SELECTED EXCERPT:
*****

A new report released by the Senate Finance Committee, led by Ron Wyden (D-OR), highlights one particular offshore loophole being used by wealthy Americans to hide billions in income. The committee zeroed in on the loophole, the “shell bank” loophole, following their investigation of Brockman.

“Shell Bank” Loophole Exposed

The 2010 Foreign Account Tax Compliance Act (FATCA) was designed to crack down on off-shore tax evasion, requiring foreign financial institutions to determine if certain accounts are held by U.S. citizens (and report it back to U.S. authorities). The report finds, however, that wealthy individuals, with their savvy tax planners and advisors, can circumvent the requirements using a scheme that’s hindering the law’s effectiveness. The scheme, as revealed by the Brockman investigation involves dressing up shell companies as financial institutions.  Banks are free of the legal responsibility of determining if certain accounts are held by U.S. citizens if the accounts are held by entities that are themselves financial institutions.

The report also found that obtaining Global Intermediary Identification Numbers (GIIN), the numbers assigned by the FATCA registration system to foreign financial institutions, is “shockingly easy,” with online or paper forms almost always approved without any meaningful due diligence—essentially allowing individuals to self-certify these types of accounts as legal entities and creating ample opportunities for wealthy taxpayers to withhold the reporting of vast amounts of income being held by the accounts.

In the case of Brockman, the banks stated that so long as they can identify the entity’s GIIN number on an IRS published list of registered foreign financial institutions, “under FATCA they are not required to affirmatively investigate whether accounts are owned or controlled by any U.S. persons or report those accounts to the IRS.” This loophole allowed Brockman to funnel large sums of money to banks in Switzerland via wire transfers from the United States without triggering the reporting requirement. The report further highlights the difficulty of detecting the hidden beneficial ownership in offshore bank accounts belonging to wealthy U.S. taxpayers if it’s layered using shell companies with valid GIIN numbers.

The Tactic Runs Deep

The committee report further found that there are 84,000 entities with GIIN in the Cayman Islands alone, and likely thousands and thousands more of these shell companies disguised as financial institutions overseas that are potentially evading IRS scrutiny and taxation. In addition to tax evasion, there’s also a threat of money laundering.

“Offshore tax evasion poses a unique challenge because the IRS’s authority to compel action by financial institutions or take enforcement action is largely limited by the territorial extent of U.S. tax laws,” the report states. The report further calls for Congress and agencies to take additional steps to increase IRS resources to close these loopholes. The recently passed Inflation Reduction Act outlines $80 billion in IRS funding for the understaffed agency, which will hopefully help with this task.

*****

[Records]

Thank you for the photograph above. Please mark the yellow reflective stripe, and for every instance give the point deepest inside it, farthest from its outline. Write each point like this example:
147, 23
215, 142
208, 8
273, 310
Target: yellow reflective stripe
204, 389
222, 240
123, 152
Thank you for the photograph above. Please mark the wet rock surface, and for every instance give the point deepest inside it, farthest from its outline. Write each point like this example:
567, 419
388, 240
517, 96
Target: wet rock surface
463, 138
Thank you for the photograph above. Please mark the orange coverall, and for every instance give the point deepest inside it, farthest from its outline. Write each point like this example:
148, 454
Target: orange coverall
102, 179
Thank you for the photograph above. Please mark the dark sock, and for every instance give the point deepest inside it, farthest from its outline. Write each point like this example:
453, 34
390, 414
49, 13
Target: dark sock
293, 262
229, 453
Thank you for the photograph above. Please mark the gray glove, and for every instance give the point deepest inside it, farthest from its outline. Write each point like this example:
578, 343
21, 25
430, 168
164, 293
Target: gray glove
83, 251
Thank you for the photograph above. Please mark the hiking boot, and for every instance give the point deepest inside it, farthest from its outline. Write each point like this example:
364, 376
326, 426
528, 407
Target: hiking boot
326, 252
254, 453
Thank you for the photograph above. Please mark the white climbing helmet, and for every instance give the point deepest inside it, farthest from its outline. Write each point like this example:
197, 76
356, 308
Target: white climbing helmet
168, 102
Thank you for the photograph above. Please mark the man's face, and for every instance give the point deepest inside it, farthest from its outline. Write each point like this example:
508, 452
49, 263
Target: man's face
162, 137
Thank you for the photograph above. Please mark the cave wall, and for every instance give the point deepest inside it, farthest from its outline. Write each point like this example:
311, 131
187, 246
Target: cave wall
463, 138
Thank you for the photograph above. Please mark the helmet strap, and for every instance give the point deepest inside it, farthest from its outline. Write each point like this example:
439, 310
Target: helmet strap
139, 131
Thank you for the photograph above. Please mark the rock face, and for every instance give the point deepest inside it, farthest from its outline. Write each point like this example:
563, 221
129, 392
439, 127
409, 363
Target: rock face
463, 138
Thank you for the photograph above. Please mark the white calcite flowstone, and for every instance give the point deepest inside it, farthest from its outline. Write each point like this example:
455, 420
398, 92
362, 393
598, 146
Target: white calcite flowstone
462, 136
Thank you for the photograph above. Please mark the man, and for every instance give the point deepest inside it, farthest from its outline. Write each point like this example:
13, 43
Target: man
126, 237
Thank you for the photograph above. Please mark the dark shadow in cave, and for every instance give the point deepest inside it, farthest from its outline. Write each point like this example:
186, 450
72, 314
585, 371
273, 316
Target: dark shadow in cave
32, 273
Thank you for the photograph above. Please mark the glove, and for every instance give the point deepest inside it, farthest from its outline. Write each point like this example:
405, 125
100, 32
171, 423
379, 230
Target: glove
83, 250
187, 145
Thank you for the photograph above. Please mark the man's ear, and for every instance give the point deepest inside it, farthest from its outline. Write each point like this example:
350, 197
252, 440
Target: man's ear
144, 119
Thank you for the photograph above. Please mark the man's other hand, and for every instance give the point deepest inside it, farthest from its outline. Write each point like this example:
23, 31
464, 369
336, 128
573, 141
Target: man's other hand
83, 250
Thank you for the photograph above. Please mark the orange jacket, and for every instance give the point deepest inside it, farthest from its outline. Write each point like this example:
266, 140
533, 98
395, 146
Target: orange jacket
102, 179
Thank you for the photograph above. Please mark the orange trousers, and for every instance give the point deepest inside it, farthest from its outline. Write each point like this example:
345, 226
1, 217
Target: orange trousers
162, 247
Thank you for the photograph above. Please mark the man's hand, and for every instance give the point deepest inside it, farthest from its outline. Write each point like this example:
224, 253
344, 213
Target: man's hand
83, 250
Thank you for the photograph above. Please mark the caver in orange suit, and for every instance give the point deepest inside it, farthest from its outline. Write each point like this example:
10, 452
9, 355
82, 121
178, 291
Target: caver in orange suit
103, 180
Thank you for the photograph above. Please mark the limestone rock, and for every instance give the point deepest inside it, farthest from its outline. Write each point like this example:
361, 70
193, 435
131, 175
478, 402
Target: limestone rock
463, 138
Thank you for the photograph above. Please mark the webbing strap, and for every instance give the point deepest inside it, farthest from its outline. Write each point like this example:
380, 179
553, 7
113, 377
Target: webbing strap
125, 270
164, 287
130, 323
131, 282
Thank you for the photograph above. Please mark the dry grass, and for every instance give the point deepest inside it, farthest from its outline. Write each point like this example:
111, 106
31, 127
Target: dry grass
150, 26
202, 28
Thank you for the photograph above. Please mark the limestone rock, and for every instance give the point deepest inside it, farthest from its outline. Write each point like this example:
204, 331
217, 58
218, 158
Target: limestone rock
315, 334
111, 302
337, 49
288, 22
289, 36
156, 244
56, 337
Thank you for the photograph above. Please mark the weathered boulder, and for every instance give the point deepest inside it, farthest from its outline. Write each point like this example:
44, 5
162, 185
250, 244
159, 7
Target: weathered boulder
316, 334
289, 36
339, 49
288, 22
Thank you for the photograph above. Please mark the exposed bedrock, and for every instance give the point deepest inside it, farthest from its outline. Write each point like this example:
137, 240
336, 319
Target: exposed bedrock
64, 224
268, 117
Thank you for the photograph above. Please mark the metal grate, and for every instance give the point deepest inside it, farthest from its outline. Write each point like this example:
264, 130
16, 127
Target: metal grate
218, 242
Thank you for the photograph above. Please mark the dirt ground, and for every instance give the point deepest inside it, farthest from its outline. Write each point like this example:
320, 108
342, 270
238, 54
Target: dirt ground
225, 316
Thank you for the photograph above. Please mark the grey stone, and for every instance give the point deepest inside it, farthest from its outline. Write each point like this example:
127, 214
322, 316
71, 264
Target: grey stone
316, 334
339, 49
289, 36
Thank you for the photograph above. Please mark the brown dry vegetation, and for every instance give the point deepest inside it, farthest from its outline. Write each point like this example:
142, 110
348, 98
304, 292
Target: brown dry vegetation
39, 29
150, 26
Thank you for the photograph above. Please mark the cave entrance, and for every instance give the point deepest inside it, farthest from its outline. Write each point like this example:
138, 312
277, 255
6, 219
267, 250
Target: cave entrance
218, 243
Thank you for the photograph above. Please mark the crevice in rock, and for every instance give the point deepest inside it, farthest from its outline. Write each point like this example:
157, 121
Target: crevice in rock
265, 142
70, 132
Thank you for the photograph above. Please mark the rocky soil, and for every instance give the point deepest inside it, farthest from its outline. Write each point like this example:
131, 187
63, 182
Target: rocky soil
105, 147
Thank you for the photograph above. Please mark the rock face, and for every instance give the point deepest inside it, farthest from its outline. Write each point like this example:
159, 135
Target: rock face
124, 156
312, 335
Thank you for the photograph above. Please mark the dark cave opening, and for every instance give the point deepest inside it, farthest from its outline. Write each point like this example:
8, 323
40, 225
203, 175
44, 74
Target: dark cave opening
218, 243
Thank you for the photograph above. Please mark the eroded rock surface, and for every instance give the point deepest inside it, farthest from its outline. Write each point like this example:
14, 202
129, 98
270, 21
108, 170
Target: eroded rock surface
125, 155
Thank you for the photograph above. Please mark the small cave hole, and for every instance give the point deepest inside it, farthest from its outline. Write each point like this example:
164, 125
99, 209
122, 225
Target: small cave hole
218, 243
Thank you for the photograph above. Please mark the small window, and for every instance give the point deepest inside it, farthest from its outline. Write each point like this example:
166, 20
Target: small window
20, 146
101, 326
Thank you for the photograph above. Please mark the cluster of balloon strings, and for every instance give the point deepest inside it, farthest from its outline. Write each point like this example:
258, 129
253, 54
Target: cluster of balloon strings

*****

SET OF TASKS:
A) According to the article on the shell bank loophole, how many entities with GIIN are in the Cayman Islands?
B) Write out the records again from the line that contains "Thank you for the photograph above. Please mark the small cave" through the end of the records, requests included. Move every answer point by adding -126 to each coordinate, and leave the requests and their format samples unchanged.

PER-TASK ANSWERS:
A) 84,000

B)
Thank you for the photograph above. Please mark the small cave hole, and for every instance give the point deepest inside it, farthest from its outline. Write each point like this example:
164, 125
99, 209
122, 225
Target: small cave hole
92, 117
Thank you for the photograph above. Please mark the small window, and for every instance give the point deepest inside it, farthest from its outline. Write each point like this example:
166, 20
Target: small window
-106, 20
-25, 200
Thank you for the photograph above. Please mark the cluster of balloon strings, and for every instance give the point deepest inside it, farthest from its outline. Write each point like this example:
258, 129
253, 54
Target: cluster of balloon strings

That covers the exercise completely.